Task objective: Please change "evenodd" to "nonzero" in the stretch of data from the start through the line containing "M366 220L359 222L361", both ends included, and give back that stretch with nothing else altered.

The input:
╔══

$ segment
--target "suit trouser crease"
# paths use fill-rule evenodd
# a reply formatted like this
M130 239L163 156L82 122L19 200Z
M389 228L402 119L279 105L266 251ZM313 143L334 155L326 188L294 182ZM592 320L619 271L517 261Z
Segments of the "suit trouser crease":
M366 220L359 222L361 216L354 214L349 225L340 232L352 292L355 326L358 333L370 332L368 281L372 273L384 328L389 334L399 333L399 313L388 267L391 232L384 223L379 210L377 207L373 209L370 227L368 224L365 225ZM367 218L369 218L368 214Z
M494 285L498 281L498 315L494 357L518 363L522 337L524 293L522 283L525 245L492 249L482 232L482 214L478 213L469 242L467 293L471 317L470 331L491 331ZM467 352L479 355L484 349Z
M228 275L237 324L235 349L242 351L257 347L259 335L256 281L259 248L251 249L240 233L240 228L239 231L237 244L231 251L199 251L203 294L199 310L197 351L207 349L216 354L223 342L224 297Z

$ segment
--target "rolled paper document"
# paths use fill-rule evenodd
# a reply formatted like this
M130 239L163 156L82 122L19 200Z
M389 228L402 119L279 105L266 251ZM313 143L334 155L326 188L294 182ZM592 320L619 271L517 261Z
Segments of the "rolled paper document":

╚══

Solution:
$ segment
--target "suit trouser crease"
# paths use fill-rule nonzero
# a reply formatted like this
M130 239L163 156L82 122L19 200Z
M389 228L402 119L279 105L266 251ZM313 143L334 155L326 188L294 182ZM592 320L619 271L517 261Z
Segments of the "suit trouser crease":
M366 220L359 222L361 216L354 214L349 225L340 232L352 292L355 326L358 333L370 332L368 281L372 273L384 328L389 334L399 333L399 313L388 267L391 232L384 223L379 210L377 207L373 209L370 227L368 224L365 225ZM367 218L369 218L368 214Z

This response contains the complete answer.